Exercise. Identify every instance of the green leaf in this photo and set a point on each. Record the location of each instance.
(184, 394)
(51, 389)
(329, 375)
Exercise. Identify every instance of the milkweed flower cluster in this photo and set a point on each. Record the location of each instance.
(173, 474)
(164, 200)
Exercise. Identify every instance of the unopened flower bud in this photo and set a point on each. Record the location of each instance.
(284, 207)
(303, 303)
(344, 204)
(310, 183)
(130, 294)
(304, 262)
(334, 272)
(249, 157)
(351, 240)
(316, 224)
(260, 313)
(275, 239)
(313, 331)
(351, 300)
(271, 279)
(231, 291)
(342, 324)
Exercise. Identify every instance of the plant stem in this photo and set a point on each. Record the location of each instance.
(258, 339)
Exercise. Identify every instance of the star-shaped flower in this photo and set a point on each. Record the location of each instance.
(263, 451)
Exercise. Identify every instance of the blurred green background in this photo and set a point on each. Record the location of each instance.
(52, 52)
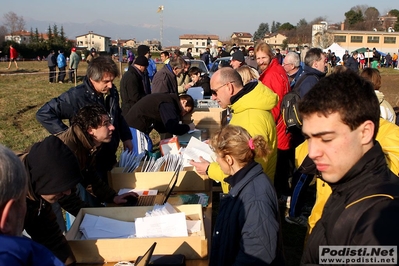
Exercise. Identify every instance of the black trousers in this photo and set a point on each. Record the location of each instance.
(61, 74)
(52, 73)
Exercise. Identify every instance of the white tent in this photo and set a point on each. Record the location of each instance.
(338, 50)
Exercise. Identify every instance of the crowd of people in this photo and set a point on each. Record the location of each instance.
(348, 143)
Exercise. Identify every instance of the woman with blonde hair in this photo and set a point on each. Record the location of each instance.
(247, 229)
(373, 75)
(248, 74)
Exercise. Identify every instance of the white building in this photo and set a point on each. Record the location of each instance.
(198, 42)
(93, 40)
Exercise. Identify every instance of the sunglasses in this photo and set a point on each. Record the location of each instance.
(215, 91)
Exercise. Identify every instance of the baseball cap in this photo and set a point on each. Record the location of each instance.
(239, 56)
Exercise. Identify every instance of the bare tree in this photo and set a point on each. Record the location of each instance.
(13, 22)
(3, 33)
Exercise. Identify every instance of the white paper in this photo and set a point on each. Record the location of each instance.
(171, 225)
(193, 226)
(196, 148)
(196, 92)
(140, 192)
(97, 227)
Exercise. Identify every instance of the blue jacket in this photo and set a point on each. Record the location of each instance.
(152, 68)
(61, 61)
(247, 229)
(311, 76)
(23, 251)
(296, 78)
(65, 106)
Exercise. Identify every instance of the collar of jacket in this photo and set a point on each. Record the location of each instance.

..............................

Offset each coordinate in the point answers by -150, then rewrite the rows from the line with "Exercise. Identify every instance of the white building" through the last row, inclusive, keeping the requests. Output only those lines.

** Solution for this task **
Exercise. Identify every instance of the white building in this photo and set a point on each. Record the location of each instance.
(48, -108)
(-57, -110)
Exercise. Identify every instance of the sunglasses in this photo and set a point on each. Record the location of each instance.
(65, -59)
Exercise. Identify every instance of the baseball cap in this photo and set a point on each. Record the location of each instance.
(89, -94)
Exercise. Identify every instance of the bare tree in this photo and set a point on each. Record the location of each instance.
(-137, -128)
(-147, -117)
Exercise. Identify every instance of the white paper in this photo and set a point on each. Record the location of each instance.
(21, 75)
(43, 76)
(46, -2)
(46, -58)
(-10, 42)
(-53, 77)
Exercise. Identify every instance of the blue jacket in this photo and set a point on each. Record the location of each instance.
(2, -82)
(-89, -89)
(97, 79)
(161, -74)
(-127, 101)
(146, -72)
(-85, -44)
Exercise. Identify every instance of the collar of jacket in this photo and set a point on each. Record the location of each instance.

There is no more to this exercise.